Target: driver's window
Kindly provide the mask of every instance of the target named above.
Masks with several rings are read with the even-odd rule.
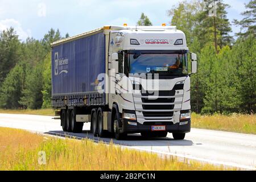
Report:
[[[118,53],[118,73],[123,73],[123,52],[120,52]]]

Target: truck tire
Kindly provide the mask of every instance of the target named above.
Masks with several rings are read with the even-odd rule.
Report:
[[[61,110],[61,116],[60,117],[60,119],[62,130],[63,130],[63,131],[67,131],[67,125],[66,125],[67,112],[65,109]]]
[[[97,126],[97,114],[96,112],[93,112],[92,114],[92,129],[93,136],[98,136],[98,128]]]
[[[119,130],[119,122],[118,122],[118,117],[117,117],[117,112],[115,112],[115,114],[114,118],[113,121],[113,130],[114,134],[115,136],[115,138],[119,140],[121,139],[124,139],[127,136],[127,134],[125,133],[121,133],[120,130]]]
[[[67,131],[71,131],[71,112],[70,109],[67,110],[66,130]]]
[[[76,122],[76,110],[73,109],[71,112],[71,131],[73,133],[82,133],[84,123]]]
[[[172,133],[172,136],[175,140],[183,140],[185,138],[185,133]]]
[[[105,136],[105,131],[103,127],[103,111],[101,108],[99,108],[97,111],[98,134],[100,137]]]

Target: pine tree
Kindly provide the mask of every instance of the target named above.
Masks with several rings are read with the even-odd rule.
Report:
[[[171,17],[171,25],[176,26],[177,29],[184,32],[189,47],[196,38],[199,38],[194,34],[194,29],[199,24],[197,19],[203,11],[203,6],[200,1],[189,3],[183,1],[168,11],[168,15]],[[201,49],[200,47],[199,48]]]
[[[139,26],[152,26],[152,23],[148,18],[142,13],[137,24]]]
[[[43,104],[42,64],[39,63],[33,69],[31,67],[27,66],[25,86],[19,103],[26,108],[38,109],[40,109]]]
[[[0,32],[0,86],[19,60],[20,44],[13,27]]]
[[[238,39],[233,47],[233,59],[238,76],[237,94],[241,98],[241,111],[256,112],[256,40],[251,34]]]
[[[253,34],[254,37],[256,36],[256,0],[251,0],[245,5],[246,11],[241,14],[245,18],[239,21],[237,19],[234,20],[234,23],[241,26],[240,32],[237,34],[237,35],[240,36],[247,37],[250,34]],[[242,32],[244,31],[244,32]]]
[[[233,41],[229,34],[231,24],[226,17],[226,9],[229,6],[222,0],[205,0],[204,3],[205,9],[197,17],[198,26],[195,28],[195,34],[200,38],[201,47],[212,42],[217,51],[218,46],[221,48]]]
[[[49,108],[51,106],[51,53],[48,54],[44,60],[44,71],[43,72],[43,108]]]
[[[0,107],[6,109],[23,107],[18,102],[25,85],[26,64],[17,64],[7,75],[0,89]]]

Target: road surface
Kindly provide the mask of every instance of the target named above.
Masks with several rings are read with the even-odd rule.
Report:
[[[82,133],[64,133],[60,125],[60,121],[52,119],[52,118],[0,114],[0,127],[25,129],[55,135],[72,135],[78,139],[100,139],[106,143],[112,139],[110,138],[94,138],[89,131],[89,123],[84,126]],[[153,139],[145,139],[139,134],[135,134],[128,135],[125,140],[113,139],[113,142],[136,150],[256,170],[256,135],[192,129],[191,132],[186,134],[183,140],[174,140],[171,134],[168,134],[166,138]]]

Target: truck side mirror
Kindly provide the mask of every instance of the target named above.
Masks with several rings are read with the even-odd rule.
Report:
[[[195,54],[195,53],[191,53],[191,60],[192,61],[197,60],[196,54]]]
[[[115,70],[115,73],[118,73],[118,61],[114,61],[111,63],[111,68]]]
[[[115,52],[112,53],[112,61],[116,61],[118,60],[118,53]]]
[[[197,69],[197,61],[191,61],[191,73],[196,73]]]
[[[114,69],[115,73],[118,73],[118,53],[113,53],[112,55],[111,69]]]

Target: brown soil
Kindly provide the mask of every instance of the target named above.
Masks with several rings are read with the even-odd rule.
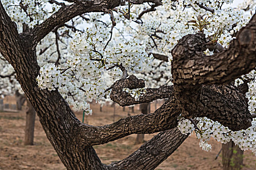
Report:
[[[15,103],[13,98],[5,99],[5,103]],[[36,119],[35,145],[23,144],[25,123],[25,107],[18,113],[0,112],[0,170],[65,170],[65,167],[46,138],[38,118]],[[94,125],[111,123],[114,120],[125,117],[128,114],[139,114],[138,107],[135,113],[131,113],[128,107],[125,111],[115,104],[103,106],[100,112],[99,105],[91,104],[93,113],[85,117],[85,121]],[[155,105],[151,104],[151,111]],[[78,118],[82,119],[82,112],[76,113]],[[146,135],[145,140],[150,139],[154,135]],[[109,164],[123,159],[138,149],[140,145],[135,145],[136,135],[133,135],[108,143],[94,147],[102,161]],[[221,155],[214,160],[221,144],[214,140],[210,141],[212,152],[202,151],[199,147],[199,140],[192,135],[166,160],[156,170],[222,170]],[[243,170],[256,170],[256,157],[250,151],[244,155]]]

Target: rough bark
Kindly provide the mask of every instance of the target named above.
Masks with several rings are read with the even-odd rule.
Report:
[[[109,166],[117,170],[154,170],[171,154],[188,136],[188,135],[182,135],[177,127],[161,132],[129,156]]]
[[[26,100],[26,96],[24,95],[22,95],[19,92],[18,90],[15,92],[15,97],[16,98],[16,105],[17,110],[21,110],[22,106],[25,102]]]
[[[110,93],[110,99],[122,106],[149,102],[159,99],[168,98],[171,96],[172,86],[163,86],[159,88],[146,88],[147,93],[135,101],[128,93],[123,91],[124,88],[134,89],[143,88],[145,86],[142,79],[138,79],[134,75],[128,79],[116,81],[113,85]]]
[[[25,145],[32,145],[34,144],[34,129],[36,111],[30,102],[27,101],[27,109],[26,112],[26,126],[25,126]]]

→ Work to do
Convert every line of the listing above into a numbered list. Omit blank lines and the picture placeholders.

→ Answer to this exercise
1. Target: driver's window
2. Kindly provide the mask of every instance of the target named above.
3. Masks with several rings are read with the even-odd rule.
4. Report:
5. [[[118,53],[118,73],[123,73],[123,52],[120,52]]]
6. Target: truck tire
7. Kindly provide the mask of every instance of the target named above.
8. Masks with several rings are read with the even-odd rule.
9. Report:
10. [[[61,110],[61,116],[60,117],[60,119],[62,130],[63,130],[63,131],[67,131],[67,125],[66,125],[67,112],[65,109]]]
11. [[[97,126],[97,114],[96,112],[93,112],[92,114],[92,129],[93,136],[98,136],[98,128]]]
12. [[[119,130],[119,122],[118,122],[118,117],[117,117],[117,112],[115,112],[115,114],[114,118],[113,121],[113,130],[114,134],[115,136],[115,138],[119,140],[121,139],[124,139],[127,136],[127,134],[125,133],[121,133],[120,130]]]
13. [[[67,131],[71,131],[71,112],[70,109],[67,110],[66,130]]]
14. [[[76,122],[76,110],[73,109],[71,112],[71,131],[73,133],[82,133],[84,123]]]
15. [[[172,133],[172,136],[175,140],[183,140],[185,138],[185,133]]]
16. [[[105,136],[105,131],[103,127],[103,111],[101,108],[99,108],[97,111],[98,134],[100,137]]]
17. Target: pine tree
18. Kindly provide the mask of every instance of the target named above.
19. Masks with several rings are read with the even-odd rule.
20. Report:
21. [[[171,17],[171,25],[176,26],[177,29],[184,32],[189,47],[196,38],[199,38],[194,34],[194,29],[199,24],[197,19],[203,11],[203,6],[200,1],[189,3],[183,1],[168,11],[168,15]],[[201,49],[200,47],[199,48]]]
22. [[[139,26],[152,26],[152,23],[148,18],[142,13],[137,24]]]
23. [[[43,104],[42,64],[39,63],[33,69],[31,67],[27,66],[25,86],[19,103],[26,108],[38,109],[40,109]]]
24. [[[0,32],[0,86],[19,60],[20,44],[13,27]]]
25. [[[238,39],[233,47],[233,59],[238,76],[237,94],[241,98],[241,111],[256,112],[256,40],[251,34]]]
26. [[[253,34],[254,37],[256,36],[256,0],[251,0],[245,5],[246,11],[241,14],[245,18],[239,21],[237,19],[234,20],[234,23],[241,26],[240,32],[237,34],[237,35],[240,36],[247,37],[250,34]],[[242,32],[244,31],[244,32]]]
27. [[[233,41],[229,34],[231,24],[226,17],[226,9],[229,6],[222,0],[205,0],[204,3],[205,9],[197,17],[198,26],[195,28],[195,34],[200,38],[201,47],[212,42],[217,51],[218,46],[221,48]]]
28. [[[49,108],[51,106],[51,53],[48,54],[44,60],[44,71],[43,72],[43,108]]]
29. [[[0,107],[6,109],[23,107],[18,102],[25,85],[26,64],[17,64],[7,75],[0,89]]]
30. Target: road surface
31. Kindly provide the mask of every instance of the target named above.
32. Masks with several rings are read with the even-odd rule.
33. Report:
34. [[[82,133],[64,133],[60,125],[60,121],[52,119],[52,118],[0,114],[0,127],[25,129],[55,135],[72,135],[78,139],[100,139],[106,143],[112,139],[110,138],[94,138],[89,131],[89,123],[84,126]],[[153,139],[145,139],[139,134],[135,134],[128,135],[125,140],[113,139],[113,142],[136,150],[256,170],[256,135],[192,129],[191,132],[186,134],[183,140],[174,140],[171,134],[168,134],[166,138]]]
35. Target: truck side mirror
36. Kindly provide the mask of every instance of the target named above.
37. Masks with several rings are read with the even-odd rule.
38. Report:
39. [[[195,54],[195,53],[191,53],[191,60],[192,61],[197,60],[196,54]]]
40. [[[115,70],[115,73],[118,73],[118,61],[114,61],[111,63],[111,68]]]
41. [[[115,52],[112,53],[112,61],[116,61],[118,60],[118,53]]]
42. [[[197,69],[197,61],[191,61],[191,73],[196,73]]]
43. [[[114,69],[115,73],[118,73],[118,53],[113,53],[112,55],[111,69]]]
44. Target: brown soil
45. Kindly provide the mask of every instance of the target named above.
46. Masks with several rings are read with the even-odd rule.
47. Report:
48. [[[15,103],[13,98],[5,99],[5,103]],[[36,119],[35,145],[23,144],[25,123],[25,107],[18,113],[0,112],[0,170],[65,170],[65,167],[46,138],[38,118]],[[94,125],[111,123],[114,120],[125,117],[128,114],[139,114],[138,107],[135,113],[131,113],[128,107],[125,111],[115,104],[103,106],[100,112],[99,105],[91,104],[93,113],[85,117],[85,121]],[[155,105],[151,104],[151,111]],[[78,118],[82,119],[82,112],[76,113]],[[146,135],[145,140],[150,139],[154,135]],[[109,164],[123,159],[138,149],[140,145],[135,145],[136,135],[133,135],[108,143],[94,147],[102,161]],[[221,155],[214,160],[221,144],[214,140],[210,141],[212,152],[202,151],[199,147],[199,140],[192,135],[166,160],[156,170],[222,170]],[[243,170],[256,170],[256,157],[250,151],[244,155]]]
49. Target: rough bark
50. Kindly provide the mask of every instance of the target named above.
51. Masks with several rings are read with the even-odd rule.
52. Report:
53. [[[109,166],[117,170],[154,170],[171,154],[188,136],[188,135],[182,135],[177,127],[161,132],[129,156]]]
54. [[[26,100],[26,96],[24,95],[22,95],[19,92],[18,90],[15,92],[15,97],[16,98],[16,105],[17,110],[21,110],[22,106],[25,102]]]
55. [[[110,93],[110,99],[122,106],[149,102],[159,99],[168,98],[171,96],[172,86],[163,86],[159,88],[146,88],[147,93],[135,101],[128,93],[123,91],[124,88],[134,89],[143,88],[145,86],[142,79],[138,79],[134,75],[128,79],[116,81],[113,85]]]
56. [[[25,145],[32,145],[34,144],[34,129],[36,111],[30,102],[27,101],[27,109],[26,112],[26,126],[25,126]]]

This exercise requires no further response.